*À vous*:
Répondez d'après le texte ci-dessous.
(a) Qui a co-rédigé l'article de synthèse ?
(b) Selon l'étude de l'ADEME de 2022, quelle part de l'empreinte carbone en France serait liée au numérique ?
(c) Quand le rapport « Enfants et écrans, à la recherche du temps perdu » est-il paru ?

Dossier thématique : Développement durable et numérique

, par Matthieu Remblière

Ce dossier est le fruit d’une collaboration construite entre la DANE et la mission académique EDD depuis plusieurs années. Vous y trouverez :
  • Un article de synthèse co-rédigé par Florence Bouteloup, IA-IPR cheffe de mission EDD et Anne-Cécile Franc, formatrice académique et coordinatrice du dossier e-formation à la DANE
  • Des références et ressources incluant les différents « jeudis de la recherche » disponibles sur cette thématique
    Ce dossier a vocation à s’enrichir progressivement.

Le numérique a des impacts à prendre en considération

Parce qu’il a longtemps été présenté comme immatériel, le numérique semblait ne pas avoir d’incidences sur l’environnement, et a même été longtemps présenté comme un moyen vertueux de dématérialiser les supports, la connaissance, les données.

Il est vrai qu’il fait désormais partie intégrante de notre vie, nous permettant par exemple de diminuer nos déplacements, nous faisant gagner du temps, favorisant la communication, le partage, la collaboration, rendant possibles d’immenses progrès techniques et scientifiques, facilitant la diffusion mondiale et instantanée des informations.

Substantif et adjectif polysémique, le terme « numérique » englobe tout à la fois les interfaces (smartphones, tablettes, ordinateurs, consoles, objets connectés, etc.), et les réseaux qui transportent les données. Il désigne à la fois les outils, les contenus et les usages.

Comme Guillaume Pitron le rappelle dans L’enfer numérique, voyage au bout d’un like, paru en 2021, ce système présenté comme dématérialisé se révèle avoir un impact bien tangible.

Selon une étude de l’ADEME, datant de 2022, 2,5 % de l’empreinte carbone serait liée au numérique en France, et cette part tendrait à augmenter de manière exponentielle du fait de la démultiplication des terminaux et des usages et de l’utilisation croissante des IA génératives.
La fabrication des terminaux représente la part la plus importante de cet impact, évaluée à près de 80 % tandis que la phase d’usage correspond à 20 %.
Les terminaux, les centres de données (data center), les réseaux nécessitent à la fois l’extraction de métaux rares, consomment de l’eau, de l’électricité, produisent des millions de tonnes de déchets en fin de vie.

Le numérique entraîne également des conditions de travail insoutenables, ou très mal rémunérées dans de nombreux pays.
Comme le mentionne le rapport « Enfants et écrans, à la recherche du temps perdu » paru en avril 2024, le numérique est source d’émancipation, espoir d’égalité sociale, mais mal employé, mal régulé, il peut aussi avoir des conséquences sur la santé et le développement des enfants.
Le numérique serait-il donc, un pharmakon, à la fois poison et remède comme Bernard Stiegler le rappelle ?

*Lignes fournies*:

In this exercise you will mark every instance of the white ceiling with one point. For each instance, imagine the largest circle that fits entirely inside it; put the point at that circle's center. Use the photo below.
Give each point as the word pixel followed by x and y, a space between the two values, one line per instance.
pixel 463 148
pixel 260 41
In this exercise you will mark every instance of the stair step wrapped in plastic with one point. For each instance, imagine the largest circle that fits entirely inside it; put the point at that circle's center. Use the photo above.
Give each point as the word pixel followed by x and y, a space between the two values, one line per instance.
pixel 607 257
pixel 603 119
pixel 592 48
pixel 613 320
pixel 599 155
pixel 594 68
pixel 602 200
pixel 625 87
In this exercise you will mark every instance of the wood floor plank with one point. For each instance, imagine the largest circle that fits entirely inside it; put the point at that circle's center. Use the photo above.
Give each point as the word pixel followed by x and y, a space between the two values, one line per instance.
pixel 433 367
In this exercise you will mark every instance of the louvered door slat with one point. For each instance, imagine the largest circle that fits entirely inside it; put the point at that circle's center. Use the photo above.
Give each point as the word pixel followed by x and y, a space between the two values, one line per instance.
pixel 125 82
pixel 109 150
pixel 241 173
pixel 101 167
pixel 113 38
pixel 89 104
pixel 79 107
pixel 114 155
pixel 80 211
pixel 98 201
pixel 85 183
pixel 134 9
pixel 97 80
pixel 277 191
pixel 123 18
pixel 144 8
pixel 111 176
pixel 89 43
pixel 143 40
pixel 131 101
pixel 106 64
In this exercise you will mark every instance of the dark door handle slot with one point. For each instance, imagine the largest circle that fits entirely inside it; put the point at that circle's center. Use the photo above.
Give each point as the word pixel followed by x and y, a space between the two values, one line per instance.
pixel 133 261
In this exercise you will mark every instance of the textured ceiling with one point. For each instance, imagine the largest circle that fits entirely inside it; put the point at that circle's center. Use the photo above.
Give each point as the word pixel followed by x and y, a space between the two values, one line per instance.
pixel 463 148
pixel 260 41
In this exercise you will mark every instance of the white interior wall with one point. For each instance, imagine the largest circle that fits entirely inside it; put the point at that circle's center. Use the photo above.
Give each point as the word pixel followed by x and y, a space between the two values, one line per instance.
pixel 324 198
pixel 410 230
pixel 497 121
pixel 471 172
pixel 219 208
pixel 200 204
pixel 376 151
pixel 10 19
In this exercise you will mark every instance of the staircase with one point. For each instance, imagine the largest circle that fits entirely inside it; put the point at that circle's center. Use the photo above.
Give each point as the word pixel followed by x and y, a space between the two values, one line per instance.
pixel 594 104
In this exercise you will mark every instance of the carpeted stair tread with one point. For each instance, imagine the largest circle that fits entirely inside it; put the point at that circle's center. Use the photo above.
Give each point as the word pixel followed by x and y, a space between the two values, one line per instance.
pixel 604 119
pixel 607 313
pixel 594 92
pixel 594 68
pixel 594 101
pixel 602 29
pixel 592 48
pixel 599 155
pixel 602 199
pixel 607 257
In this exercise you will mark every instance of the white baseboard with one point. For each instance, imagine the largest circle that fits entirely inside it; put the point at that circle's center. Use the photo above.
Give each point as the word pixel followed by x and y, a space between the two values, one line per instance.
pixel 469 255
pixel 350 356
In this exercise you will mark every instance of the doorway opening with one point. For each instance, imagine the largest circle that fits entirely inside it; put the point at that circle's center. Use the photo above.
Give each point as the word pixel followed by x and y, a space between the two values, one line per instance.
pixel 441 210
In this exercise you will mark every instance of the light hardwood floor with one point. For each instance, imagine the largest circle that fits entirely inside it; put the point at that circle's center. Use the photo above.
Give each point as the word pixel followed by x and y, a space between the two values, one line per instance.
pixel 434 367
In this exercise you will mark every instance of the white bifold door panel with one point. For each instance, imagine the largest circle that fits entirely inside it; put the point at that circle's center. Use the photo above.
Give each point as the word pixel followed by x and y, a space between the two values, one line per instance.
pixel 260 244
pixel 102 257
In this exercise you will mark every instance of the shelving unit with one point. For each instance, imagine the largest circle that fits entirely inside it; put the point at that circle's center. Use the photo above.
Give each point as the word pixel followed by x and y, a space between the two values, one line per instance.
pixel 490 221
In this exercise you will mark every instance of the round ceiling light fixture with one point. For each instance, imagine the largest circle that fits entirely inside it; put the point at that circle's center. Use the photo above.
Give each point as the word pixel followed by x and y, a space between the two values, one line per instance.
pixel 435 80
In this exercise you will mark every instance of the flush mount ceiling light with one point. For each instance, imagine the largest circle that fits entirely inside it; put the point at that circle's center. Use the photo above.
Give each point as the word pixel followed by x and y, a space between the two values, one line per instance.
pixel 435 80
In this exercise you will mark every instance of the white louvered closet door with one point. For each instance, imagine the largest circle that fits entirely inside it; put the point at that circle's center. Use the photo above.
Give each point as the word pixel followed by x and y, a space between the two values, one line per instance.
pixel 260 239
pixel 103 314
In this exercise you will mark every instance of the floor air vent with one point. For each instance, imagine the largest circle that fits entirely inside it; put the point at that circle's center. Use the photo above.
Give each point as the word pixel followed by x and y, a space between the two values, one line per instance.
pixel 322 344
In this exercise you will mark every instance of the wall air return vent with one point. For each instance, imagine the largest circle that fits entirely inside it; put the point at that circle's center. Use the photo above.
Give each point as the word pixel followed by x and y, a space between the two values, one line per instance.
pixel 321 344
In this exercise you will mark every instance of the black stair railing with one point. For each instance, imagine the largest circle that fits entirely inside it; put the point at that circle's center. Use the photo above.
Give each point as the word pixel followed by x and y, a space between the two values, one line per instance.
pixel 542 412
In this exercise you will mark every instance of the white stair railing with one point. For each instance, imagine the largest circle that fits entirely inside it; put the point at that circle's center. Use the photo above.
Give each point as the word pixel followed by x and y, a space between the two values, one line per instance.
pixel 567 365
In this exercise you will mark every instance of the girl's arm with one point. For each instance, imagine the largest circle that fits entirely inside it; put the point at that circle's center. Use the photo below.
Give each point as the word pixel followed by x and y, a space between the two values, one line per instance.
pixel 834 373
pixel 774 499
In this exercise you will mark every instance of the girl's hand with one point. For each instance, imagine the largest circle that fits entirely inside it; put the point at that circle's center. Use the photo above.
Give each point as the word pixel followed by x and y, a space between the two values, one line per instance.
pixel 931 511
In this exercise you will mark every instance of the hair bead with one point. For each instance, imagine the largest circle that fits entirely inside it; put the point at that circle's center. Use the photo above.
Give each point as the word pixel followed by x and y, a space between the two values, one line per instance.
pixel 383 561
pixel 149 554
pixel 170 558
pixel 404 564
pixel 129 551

*Corrigé*:
(a) Florence Bouteloup et Anne-Cécile Franc.
(b) 2,5 %.
(c) En avril 2024.